En arrivant à Marseille, j’y appris la révolution avortée du Piémont et les fusillades de Chambéry, d’Alexandrie et de Gênes.
A Marseille, je me liai avec un nommé Cové.—Cové me mena chez Mazzini.
J’étais loin de me douter alors de la longue communauté de principes qui m’unirait un jour à ce dernier. Nul ne connaissait encore le persistant, l’obstiné penseur à qui l’Italie nouvelle doit sa laborieuse régénération, et que rien ne décourage dans l’œuvre sainte qu’il a entreprise, pas même l’ingratitude.
Ce n’est point à moi à formuler une opinion sur Mazzini; mais qu’il me soit permis de dire qu’après lui avoir posé sur la tête la couronne de laurier qu’il méritait, on lui enfonce sur la tête une couronne d’épines qu’il ne mérite pas.
A la chute d’Andrea Vacchieri, Mazzini avait poussé un véritable cri de guerre.
Il avait écrit dans la Jeune Italie:
«Italiens! le jour est venu, si nous voulons rester dignes de notre nom, de mêler notre sang à celui des martyrs piémontais.»
On ne criait pas impunément ces choses-là en France en 1833. Quelque temps après que je lui eus été présenté et que je lui eus dit qu’il pouvait compter sur moi, Mazzini, l’éternel proscrit, avait été obligé de quitter la France et de se retirer à Genève.

### Matériel
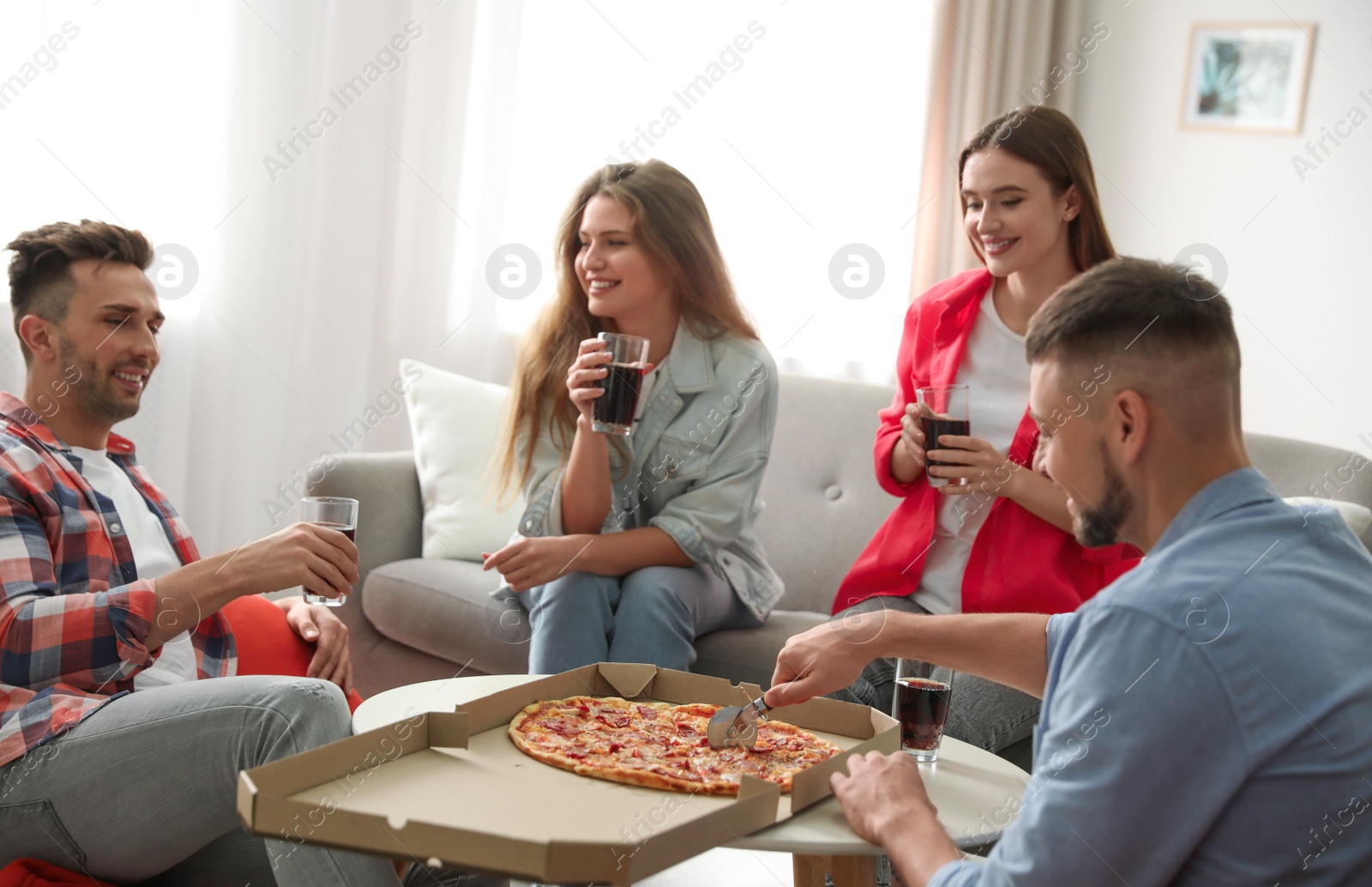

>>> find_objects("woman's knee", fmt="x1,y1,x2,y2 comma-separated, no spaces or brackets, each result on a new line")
519,570,619,610
620,565,704,606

### Consigne
Recopiez fidèlement le passage de l'extrait sur Mazzini qui va de « Il avait écrit » à « retirer à Genève. ».

### Réponse rédigée
Il avait écrit dans la Jeune Italie:
«Italiens! le jour est venu, si nous voulons rester dignes de notre nom, de mêler notre sang à celui des martyrs piémontais.»
On ne criait pas impunément ces choses-là en France en 1833. Quelque temps après que je lui eus été présenté et que je lui eus dit qu’il pouvait compter sur moi, Mazzini, l’éternel proscrit, avait été obligé de quitter la France et de se retirer à Genève.